### INPUT ROWS
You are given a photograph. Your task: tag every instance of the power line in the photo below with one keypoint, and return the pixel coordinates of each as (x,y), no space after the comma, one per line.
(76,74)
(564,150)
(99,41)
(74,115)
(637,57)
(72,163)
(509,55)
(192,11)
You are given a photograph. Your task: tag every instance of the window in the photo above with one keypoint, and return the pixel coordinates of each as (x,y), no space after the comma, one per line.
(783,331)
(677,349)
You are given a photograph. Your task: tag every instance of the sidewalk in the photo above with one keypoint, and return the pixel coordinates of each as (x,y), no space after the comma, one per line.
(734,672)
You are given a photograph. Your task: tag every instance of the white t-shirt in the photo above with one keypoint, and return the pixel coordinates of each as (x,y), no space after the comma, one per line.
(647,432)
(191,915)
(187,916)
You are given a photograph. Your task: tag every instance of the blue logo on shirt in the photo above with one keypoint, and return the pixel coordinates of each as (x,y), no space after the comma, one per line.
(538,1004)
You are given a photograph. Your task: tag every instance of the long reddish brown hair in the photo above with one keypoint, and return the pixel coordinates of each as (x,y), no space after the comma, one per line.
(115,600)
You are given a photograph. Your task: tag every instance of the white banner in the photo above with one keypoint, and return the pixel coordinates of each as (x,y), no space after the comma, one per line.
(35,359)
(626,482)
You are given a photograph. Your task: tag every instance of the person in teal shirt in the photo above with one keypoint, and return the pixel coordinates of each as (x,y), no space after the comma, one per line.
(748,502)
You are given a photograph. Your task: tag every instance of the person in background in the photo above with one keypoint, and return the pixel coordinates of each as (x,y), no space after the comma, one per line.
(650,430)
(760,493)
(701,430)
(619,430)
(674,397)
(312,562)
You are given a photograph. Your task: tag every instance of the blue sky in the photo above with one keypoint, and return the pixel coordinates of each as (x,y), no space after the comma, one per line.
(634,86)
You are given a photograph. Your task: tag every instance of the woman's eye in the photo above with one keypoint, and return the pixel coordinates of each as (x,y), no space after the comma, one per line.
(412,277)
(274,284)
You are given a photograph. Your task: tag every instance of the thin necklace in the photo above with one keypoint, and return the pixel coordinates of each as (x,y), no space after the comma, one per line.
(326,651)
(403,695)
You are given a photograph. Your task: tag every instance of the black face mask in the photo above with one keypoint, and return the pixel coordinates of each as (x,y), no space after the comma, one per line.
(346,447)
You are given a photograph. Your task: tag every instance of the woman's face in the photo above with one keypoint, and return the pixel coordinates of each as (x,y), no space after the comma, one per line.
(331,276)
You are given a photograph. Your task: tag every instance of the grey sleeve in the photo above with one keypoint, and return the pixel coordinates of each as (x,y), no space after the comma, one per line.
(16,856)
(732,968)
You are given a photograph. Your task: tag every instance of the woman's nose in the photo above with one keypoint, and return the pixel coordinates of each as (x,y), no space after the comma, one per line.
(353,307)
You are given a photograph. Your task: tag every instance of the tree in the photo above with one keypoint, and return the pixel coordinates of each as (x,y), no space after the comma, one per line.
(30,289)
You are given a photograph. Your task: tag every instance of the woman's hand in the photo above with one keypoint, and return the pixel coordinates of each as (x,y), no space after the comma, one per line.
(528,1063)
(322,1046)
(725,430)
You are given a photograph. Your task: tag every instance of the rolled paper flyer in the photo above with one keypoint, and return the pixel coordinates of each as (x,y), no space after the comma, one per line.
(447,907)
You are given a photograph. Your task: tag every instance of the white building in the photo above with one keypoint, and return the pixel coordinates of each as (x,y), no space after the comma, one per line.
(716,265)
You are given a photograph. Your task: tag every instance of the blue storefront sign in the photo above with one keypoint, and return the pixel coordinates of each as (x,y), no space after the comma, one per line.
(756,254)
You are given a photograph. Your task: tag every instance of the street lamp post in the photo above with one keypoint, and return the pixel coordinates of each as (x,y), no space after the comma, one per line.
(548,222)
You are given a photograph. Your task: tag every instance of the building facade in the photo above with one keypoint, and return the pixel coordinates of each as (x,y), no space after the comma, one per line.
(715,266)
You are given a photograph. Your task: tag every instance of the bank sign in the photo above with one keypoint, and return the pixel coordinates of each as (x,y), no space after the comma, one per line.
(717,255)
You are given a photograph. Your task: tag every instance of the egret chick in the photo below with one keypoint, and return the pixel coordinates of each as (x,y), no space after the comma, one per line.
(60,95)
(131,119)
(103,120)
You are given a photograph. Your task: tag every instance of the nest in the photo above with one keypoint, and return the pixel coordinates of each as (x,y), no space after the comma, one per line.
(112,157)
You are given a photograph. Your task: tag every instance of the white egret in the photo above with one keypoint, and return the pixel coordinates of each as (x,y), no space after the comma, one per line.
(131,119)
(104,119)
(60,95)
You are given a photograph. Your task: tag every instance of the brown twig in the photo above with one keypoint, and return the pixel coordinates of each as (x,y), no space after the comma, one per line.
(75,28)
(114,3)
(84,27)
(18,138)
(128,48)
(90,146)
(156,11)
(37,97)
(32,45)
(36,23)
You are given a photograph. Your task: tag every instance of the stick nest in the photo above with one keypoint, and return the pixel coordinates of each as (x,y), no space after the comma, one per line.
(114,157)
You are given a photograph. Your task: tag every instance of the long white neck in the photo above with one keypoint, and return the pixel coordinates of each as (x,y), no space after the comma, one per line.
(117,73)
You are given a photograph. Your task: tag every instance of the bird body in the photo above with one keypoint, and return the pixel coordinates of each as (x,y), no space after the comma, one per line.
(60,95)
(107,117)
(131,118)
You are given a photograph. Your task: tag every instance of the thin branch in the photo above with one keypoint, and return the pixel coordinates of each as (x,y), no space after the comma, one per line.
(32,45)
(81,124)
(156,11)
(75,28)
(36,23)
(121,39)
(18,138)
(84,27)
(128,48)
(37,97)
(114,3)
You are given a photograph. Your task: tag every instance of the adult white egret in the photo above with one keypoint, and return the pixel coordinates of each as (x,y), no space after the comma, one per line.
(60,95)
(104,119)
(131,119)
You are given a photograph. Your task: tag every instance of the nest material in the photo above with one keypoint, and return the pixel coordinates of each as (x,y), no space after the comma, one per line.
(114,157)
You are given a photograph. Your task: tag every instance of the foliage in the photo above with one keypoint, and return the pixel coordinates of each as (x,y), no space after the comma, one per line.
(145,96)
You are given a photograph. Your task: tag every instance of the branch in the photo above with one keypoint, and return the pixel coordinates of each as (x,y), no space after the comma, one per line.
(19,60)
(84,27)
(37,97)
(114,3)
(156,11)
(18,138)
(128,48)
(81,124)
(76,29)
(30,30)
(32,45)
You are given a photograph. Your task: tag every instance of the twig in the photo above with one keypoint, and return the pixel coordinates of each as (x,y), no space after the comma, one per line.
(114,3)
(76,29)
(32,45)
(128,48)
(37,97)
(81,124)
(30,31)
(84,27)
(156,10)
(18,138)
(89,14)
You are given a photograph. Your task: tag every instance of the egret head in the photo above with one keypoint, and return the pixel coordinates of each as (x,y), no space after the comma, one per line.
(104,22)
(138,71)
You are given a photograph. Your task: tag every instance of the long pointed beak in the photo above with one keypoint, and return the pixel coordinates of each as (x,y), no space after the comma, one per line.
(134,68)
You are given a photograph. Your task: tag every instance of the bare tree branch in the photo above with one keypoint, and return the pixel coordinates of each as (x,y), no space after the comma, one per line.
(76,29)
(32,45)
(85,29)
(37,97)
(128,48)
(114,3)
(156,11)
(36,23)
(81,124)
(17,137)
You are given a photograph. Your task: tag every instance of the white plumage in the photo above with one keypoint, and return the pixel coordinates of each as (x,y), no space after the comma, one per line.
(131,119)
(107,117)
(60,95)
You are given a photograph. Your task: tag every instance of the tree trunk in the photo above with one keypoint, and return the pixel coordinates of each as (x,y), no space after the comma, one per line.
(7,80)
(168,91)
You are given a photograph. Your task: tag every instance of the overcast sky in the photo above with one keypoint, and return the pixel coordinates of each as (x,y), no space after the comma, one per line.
######
## TASK TO COMPLETE
Reproduce only the lines running from the one that contains "the tree trunk" to the last line of the records.

## RESULT OF THIS TASK
You are given a photograph. Your task: tag every instance of the tree trunk in the photo above with one keypoint, and return the pixel coordinates of each as (x,y), no space after the comma, one per line.
(7,80)
(168,91)
You are given a photograph. Your task: tag every instance of the overcast sky in the photo above with one keypoint, and return the pixel coordinates of each as (x,y), no space after the comma, one per line.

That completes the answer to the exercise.